TEXT →
I'm so glad you've gotten so many responses! I know I'm a little late to the game, but I'll offer my two cents, anyway. I had my surgery done when I was 21 (I'm 22 now). I did it during winter break and missed the first week of class because walking tired me out too much. Plus, my bladder was minorly punctured during surgery, so I had a catheter and I my JP in after being released from the hospital. I didn't want to go to class like that, on top of having to be wheeled around by my mother.
I went from 115 to 97 in the hospital, but I gained it back with diet and exercise. My weight has been stable and I haven't been going to the gym, no issues losing or gaining.
It took me about two months before dancing the Cupid Shuffle didn't completely wind me, if that's good for comparison. Regular exercise probably didn't resume for four or five months, and even then it was very, very light exercise. Walking laps, mostly. I waited for my scars to get closer to my natural skin tone, so I knew everything under the surface was more or less fully healed.
Stomach muscles: It hasn't effected mine, really. I stretch regularly to make sure the scar tissue isn't too tight. Around the six month mark, if I went a week without stretching out a little bit, my stomach muscles would feel very tight, but I haven't noticed any long-term effects. It's going to take a long time to get your stomach muscles back to where they were, though. They got sliced all the way through. Don't rush the process. I think it was about a year for me before I could do 20 sit-ups in a row (but then, I also wasn't too fit before I went in for surgery).

TASK DETAILS →
Can you output the post about surgery recovery above in full, word for word?

Recorded data →
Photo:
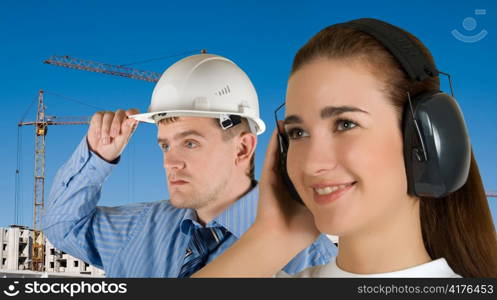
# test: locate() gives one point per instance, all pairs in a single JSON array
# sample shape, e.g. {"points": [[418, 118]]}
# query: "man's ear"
{"points": [[246, 144]]}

REPLY →
I'm so glad you've gotten so many responses! I know I'm a little late to the game, but I'll offer my two cents, anyway. I had my surgery done when I was 21 (I'm 22 now). I did it during winter break and missed the first week of class because walking tired me out too much. Plus, my bladder was minorly punctured during surgery, so I had a catheter and I my JP in after being released from the hospital. I didn't want to go to class like that, on top of having to be wheeled around by my mother.
I went from 115 to 97 in the hospital, but I gained it back with diet and exercise. My weight has been stable and I haven't been going to the gym, no issues losing or gaining.
It took me about two months before dancing the Cupid Shuffle didn't completely wind me, if that's good for comparison. Regular exercise probably didn't resume for four or five months, and even then it was very, very light exercise. Walking laps, mostly. I waited for my scars to get closer to my natural skin tone, so I knew everything under the surface was more or less fully healed.
Stomach muscles: It hasn't effected mine, really. I stretch regularly to make sure the scar tissue isn't too tight. Around the six month mark, if I went a week without stretching out a little bit, my stomach muscles would feel very tight, but I haven't noticed any long-term effects. It's going to take a long time to get your stomach muscles back to where they were, though. They got sliced all the way through. Don't rush the process. I think it was about a year for me before I could do 20 sit-ups in a row (but then, I also wasn't too fit before I went in for surgery).